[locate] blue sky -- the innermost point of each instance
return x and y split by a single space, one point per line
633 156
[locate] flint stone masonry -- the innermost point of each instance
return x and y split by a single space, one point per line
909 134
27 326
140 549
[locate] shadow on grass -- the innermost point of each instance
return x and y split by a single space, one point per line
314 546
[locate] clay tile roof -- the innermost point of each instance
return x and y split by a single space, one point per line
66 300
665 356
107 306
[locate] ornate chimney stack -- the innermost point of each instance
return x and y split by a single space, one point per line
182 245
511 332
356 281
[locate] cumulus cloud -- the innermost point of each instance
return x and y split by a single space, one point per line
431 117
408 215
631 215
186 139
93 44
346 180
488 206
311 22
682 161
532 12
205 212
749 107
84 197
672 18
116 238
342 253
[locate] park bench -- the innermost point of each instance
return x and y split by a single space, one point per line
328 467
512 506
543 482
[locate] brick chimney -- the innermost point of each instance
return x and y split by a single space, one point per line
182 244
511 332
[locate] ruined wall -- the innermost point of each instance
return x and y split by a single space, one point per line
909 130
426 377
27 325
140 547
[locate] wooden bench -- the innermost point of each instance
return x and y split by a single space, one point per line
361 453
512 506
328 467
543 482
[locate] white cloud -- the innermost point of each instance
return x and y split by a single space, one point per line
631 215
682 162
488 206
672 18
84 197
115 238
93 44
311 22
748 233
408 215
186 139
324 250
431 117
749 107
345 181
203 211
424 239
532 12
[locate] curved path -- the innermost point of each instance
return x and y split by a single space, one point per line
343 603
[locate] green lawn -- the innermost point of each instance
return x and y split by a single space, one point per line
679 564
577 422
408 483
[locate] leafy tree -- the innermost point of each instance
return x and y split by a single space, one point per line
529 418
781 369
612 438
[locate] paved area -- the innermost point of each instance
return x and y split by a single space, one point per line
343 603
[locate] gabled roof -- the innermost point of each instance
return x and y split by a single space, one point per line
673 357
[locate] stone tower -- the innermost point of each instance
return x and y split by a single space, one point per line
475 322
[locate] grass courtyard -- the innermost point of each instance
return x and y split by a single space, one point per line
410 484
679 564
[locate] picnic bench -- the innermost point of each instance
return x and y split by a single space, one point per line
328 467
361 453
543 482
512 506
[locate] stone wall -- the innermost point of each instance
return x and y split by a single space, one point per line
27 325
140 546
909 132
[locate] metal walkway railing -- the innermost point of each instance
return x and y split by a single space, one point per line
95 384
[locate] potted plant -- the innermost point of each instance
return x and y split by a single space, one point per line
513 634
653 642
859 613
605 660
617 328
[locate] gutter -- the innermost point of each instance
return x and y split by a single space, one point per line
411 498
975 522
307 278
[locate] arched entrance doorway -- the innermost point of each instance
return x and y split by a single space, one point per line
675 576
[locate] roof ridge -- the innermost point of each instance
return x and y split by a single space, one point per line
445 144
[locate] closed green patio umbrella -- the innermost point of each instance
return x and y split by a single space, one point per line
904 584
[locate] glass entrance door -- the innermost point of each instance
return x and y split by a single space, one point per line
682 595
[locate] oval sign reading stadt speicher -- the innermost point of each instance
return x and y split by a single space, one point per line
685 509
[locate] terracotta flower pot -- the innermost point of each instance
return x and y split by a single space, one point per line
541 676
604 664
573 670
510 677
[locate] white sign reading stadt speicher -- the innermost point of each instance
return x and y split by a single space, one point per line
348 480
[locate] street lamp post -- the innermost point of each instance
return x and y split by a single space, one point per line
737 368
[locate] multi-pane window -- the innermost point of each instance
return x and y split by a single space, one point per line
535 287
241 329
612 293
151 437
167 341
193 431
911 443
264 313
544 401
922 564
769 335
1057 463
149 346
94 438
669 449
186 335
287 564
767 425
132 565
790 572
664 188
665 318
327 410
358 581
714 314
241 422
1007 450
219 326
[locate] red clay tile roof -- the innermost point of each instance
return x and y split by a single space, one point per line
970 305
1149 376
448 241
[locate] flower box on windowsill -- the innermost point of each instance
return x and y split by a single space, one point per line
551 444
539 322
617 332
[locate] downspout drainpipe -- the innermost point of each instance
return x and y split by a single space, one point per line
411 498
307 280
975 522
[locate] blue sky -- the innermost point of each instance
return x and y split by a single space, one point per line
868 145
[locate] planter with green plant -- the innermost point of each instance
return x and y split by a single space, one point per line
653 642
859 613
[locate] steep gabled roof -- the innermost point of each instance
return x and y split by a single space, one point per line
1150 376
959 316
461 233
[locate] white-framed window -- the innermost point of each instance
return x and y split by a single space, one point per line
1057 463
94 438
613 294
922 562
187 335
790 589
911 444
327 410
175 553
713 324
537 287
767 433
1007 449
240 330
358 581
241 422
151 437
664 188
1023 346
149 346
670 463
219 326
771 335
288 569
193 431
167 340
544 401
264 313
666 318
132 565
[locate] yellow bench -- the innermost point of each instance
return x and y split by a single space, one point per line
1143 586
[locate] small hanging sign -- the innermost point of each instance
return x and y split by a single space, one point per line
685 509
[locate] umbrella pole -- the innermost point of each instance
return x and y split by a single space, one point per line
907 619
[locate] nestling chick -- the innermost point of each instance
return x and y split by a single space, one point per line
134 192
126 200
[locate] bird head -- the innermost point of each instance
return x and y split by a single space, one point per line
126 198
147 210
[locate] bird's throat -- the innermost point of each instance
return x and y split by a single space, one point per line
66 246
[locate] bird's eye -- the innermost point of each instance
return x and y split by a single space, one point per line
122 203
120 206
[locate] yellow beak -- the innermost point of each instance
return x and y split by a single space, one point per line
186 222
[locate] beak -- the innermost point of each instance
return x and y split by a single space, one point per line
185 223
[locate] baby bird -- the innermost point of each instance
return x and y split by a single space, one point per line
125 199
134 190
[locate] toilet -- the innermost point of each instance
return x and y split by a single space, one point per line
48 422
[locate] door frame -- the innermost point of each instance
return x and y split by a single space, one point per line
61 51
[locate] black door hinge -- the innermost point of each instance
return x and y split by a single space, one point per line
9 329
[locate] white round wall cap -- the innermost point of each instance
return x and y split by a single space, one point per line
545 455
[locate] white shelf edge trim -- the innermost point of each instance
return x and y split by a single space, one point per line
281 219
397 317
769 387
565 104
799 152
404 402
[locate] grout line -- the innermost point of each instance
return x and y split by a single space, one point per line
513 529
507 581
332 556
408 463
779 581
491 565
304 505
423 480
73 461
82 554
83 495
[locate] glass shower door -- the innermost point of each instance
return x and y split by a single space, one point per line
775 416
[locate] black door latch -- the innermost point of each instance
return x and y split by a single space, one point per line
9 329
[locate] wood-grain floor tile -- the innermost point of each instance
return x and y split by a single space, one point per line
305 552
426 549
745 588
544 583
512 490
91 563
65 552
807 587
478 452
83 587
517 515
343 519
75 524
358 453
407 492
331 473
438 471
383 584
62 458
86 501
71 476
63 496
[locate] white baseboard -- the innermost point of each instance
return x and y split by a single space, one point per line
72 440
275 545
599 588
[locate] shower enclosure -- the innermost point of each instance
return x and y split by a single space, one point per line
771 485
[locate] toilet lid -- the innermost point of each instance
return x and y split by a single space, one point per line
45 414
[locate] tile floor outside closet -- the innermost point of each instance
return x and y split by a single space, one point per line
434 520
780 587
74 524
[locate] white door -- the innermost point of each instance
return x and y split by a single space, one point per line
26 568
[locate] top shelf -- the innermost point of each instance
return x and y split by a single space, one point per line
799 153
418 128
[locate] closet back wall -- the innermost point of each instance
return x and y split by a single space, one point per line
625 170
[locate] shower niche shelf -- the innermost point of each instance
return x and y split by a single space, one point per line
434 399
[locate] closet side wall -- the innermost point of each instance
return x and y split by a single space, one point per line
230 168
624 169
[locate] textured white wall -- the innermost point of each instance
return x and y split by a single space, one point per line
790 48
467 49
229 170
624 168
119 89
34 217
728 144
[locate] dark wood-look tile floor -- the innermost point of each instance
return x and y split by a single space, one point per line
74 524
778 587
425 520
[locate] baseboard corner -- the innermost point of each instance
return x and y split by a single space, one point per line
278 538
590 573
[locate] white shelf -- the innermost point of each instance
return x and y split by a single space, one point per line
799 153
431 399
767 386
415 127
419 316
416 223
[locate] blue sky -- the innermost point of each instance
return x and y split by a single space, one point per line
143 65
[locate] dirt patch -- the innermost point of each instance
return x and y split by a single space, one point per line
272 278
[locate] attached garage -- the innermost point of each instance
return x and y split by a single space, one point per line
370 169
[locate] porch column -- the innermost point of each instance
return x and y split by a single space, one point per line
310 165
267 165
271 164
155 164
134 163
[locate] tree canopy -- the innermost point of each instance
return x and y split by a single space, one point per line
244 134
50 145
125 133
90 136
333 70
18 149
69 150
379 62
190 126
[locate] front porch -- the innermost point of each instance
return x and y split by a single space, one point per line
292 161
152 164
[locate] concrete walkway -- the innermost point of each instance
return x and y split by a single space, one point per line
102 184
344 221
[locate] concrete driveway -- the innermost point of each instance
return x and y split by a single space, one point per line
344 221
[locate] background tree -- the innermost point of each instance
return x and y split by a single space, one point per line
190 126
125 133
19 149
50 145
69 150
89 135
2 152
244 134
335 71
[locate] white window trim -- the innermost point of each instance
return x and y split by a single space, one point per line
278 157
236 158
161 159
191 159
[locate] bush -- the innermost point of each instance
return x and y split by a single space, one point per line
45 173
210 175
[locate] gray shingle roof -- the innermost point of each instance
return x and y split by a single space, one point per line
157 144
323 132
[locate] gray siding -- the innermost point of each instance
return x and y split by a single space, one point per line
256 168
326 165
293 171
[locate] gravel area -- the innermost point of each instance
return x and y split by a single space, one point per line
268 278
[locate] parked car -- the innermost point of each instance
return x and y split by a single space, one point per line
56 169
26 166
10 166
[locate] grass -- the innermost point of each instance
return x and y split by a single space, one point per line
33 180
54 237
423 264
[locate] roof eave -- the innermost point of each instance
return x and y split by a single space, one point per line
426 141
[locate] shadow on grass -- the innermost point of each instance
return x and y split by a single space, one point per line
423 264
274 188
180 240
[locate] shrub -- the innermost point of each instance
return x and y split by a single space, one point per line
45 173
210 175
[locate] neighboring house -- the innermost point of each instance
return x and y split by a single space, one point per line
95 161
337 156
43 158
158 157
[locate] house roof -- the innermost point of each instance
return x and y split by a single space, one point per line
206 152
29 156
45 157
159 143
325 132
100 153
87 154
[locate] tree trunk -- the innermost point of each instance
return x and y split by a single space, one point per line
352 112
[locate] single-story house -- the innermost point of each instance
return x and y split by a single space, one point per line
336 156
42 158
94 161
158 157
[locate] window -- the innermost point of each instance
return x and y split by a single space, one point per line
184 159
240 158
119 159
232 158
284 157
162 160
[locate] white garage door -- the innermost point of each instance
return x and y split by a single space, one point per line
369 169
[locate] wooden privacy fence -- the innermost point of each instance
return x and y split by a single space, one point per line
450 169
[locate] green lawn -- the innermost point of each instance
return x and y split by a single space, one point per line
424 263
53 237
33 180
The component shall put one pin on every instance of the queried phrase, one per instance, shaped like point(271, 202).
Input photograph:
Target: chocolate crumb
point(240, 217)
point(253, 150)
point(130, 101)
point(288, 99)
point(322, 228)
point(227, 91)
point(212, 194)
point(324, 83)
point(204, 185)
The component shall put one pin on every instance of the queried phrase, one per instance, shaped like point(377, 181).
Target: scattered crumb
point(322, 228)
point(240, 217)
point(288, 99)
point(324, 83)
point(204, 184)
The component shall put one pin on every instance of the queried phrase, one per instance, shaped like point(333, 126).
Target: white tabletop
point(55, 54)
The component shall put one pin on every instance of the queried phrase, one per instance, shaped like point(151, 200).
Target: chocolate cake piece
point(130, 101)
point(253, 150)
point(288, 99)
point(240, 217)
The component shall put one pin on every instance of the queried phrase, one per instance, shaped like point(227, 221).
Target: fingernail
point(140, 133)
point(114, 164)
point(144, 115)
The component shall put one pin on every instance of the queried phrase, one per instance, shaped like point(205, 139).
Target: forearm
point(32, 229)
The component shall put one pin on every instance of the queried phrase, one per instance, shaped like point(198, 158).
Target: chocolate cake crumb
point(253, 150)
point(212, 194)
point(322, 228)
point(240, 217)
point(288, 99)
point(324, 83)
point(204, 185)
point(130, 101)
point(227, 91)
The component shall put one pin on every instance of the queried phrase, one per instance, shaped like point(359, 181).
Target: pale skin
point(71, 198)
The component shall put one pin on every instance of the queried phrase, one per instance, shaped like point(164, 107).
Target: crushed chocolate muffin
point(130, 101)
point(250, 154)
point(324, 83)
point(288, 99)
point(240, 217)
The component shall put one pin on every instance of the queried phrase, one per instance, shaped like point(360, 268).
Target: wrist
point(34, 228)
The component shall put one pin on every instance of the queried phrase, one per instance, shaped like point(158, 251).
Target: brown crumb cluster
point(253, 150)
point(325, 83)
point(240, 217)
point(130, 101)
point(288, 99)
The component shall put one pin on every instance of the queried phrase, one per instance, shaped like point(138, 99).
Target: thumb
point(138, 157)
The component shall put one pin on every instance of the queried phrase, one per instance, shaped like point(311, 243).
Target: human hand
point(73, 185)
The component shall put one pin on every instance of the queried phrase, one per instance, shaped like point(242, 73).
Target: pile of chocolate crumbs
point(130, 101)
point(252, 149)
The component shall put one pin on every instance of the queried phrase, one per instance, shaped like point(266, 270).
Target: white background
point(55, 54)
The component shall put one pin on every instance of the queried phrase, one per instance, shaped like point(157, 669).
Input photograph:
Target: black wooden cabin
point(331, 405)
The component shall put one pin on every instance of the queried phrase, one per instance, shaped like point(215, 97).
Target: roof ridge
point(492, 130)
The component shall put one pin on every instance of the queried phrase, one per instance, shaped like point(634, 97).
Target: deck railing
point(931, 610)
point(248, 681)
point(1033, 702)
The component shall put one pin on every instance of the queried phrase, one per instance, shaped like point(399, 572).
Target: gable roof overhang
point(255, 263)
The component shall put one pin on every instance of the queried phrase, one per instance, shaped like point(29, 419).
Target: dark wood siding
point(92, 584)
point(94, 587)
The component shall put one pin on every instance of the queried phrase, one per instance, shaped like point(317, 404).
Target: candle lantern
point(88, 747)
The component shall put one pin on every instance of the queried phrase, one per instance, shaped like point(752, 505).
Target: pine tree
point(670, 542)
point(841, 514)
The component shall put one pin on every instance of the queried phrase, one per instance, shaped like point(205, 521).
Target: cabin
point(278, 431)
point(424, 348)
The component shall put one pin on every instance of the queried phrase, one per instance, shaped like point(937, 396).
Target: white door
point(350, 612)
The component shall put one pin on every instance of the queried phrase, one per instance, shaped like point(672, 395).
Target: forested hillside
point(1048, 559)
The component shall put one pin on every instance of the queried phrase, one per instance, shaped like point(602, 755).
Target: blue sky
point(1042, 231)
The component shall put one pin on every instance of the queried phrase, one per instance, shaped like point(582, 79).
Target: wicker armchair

GOAL OF THE EXERCISE:
Looking at the records above, how many lines have the word "yellow" in them? State the number only.

ANSWER:
2